### Requirement 1
In the game commentary below, translate the following sentence into French: "The structure of the factions themselves is also enjoyable."
### Requirement 2
According to the game commentary below, which four factions must the player turn to for help?
### Requirement 3
Reproduce the passage of the game commentary below from "But the game" up to and including "army recruitment dungeon.".

### Selected extract
Now discussions on why DAO is shit are plentyfull here, and I totally agree with them. Its a step down from the old games and quite boring at parts. As such I will focus on what DAO did right for me and allowed me to get to the ending.
The structure was quite pleasant. You get backstabbed and betrayed, and now you have nothing but a useless title. You need to venture towards four factions (Mages, Elves, Humans, Dwarves) and call for their help with your title. They will deny you since they are in their own conflict and send you to resolve that before they follow you against the archdemon. The neat thing here is that you can choose to resolve each of those conflicts usually in two ways, and the final army that joins you differes depending on your solutions. When you then call the armies at the finale of the game there are gameplay consequences to your choices. That was pretty cool
The structure of the factions themselves is also enjoyable. Every faction starts you in their hub town where all the merchants are and where most quests start. You run around, trade stuff and accept every quests and hear some dialogue and worldbuilding of various quality levels. Then you venture into one big dungeon that is attached to each hub town.
Those dungeons vary wildly in quality. Sometimes there are interesting riddles, enemy encounter design where at least an ounce of thought has went into, compelling sidestories and generally a fun experience. That was the elves and the magicians sidequest for me.
Sometimes its just hours and hours of retarded hallways where the game throws uncountable hordes of braindead enemies at you without ever changing up the enemy types. That was the dwarves. Had I started with that area I would have quit the game a third time and this time for good.
But the game leaves you the opportunity to tackle those areas in any order. This adds a lot of enjoyablity to the system, which is otherwise quite formulaic. However this advantage comes with the cancer of level scaling. There were some harsh immersion breaks for me when in the final fight of the game I was oneshotting mooks which had quadruple the health in the last army recruitment dungeon.
Mages are fun. Apart from having the most interesting lore and storyline they also have the most varied skillsets and bring the bit of tactical depth to the game that it has. I used three mages on my run, the MC, Morrigan and Brynne. All of them played very differently from each other, my MC was an Enchantment type Magician coupled with Ice spells he used a mixture of healing, control and damage. Morrigan was a pure debuffer who also used lightning spells while Brynne was a pure buff character with earth magic. Mage vs Bossfights are very fun in DAO, better than in the Infnity Engine games in fact (although it is the only thing where DAO is better than them). In BG and IWD bossfights often boil down to you having a buffed up party that can shred the boss in second if his magical defenses are down. So your mages just spam countermagic hoping to make that happen while the boss tries to oneshot your dudes. In DAO its a tug and pull, with the boss being tanky enough to survive a few minutes and throw some challenge on you that isnt save or suck.

### Record set
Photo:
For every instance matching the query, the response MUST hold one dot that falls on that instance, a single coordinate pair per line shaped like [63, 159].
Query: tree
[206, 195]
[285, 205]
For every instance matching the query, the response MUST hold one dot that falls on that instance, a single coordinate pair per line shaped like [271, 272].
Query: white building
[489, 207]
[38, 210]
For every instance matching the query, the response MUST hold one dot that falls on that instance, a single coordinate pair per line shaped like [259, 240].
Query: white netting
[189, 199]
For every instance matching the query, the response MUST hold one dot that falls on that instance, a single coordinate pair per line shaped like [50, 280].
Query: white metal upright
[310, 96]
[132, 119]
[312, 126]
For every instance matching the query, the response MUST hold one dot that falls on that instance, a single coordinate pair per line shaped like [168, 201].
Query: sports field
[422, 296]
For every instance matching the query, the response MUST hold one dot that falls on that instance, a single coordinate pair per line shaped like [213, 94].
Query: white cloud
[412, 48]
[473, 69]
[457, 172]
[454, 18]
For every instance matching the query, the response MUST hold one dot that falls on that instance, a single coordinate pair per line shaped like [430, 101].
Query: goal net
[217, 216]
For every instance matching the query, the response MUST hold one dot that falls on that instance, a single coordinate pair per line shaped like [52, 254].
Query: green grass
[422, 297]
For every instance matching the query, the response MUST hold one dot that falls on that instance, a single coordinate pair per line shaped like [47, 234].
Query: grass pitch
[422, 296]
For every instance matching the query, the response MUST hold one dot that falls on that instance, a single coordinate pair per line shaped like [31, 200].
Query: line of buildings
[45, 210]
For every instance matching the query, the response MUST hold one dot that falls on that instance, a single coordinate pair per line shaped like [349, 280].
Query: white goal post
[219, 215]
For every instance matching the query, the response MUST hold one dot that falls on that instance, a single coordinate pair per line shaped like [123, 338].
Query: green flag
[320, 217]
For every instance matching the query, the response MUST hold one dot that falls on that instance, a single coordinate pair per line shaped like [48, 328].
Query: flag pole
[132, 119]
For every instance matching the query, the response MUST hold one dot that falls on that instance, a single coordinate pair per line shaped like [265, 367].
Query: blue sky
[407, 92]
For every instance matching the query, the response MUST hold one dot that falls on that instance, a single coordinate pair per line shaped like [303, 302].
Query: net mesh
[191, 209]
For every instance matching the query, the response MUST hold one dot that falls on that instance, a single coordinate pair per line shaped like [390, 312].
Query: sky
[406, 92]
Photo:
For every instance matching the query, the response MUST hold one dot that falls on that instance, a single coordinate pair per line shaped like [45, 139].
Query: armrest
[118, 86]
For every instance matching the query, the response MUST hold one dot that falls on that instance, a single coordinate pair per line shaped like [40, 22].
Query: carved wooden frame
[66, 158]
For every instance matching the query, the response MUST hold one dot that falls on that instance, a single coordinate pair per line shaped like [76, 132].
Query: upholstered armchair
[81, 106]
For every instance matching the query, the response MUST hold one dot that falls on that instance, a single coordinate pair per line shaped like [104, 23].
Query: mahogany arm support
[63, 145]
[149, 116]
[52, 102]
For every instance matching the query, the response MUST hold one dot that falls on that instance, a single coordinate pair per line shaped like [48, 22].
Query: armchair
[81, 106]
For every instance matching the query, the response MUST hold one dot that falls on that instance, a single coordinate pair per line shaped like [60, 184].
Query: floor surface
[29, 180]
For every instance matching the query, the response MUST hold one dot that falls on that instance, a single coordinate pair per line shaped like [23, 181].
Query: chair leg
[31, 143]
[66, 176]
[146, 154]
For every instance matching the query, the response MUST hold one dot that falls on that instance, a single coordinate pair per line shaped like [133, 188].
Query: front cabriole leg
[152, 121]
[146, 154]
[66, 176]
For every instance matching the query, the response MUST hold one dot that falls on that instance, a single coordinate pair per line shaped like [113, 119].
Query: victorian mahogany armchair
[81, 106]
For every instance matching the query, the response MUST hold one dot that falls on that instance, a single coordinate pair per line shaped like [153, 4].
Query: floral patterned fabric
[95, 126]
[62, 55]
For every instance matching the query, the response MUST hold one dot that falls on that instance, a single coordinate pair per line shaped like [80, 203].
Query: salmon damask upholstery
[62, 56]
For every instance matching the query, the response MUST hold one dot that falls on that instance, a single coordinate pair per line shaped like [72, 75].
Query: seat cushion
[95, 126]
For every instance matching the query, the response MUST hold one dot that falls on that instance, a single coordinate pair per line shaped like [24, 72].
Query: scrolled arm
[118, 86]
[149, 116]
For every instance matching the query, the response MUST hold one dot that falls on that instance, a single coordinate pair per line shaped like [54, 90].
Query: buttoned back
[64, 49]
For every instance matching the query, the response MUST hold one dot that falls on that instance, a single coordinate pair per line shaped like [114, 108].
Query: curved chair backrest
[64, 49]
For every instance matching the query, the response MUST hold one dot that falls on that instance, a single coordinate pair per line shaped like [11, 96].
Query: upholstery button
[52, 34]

### Written reply 1
La structure des factions elles-mêmes est également agréable.

### Written reply 2
Mages, Elves, Humans, and Dwarves.

### Written reply 3
But the game leaves you the opportunity to tackle those areas in any order. This adds a lot of enjoyablity to the system, which is otherwise quite formulaic. However this advantage comes with the cancer of level scaling. There were some harsh immersion breaks for me when in the final fight of the game I was oneshotting mooks which had quadruple the health in the last army recruitment dungeon.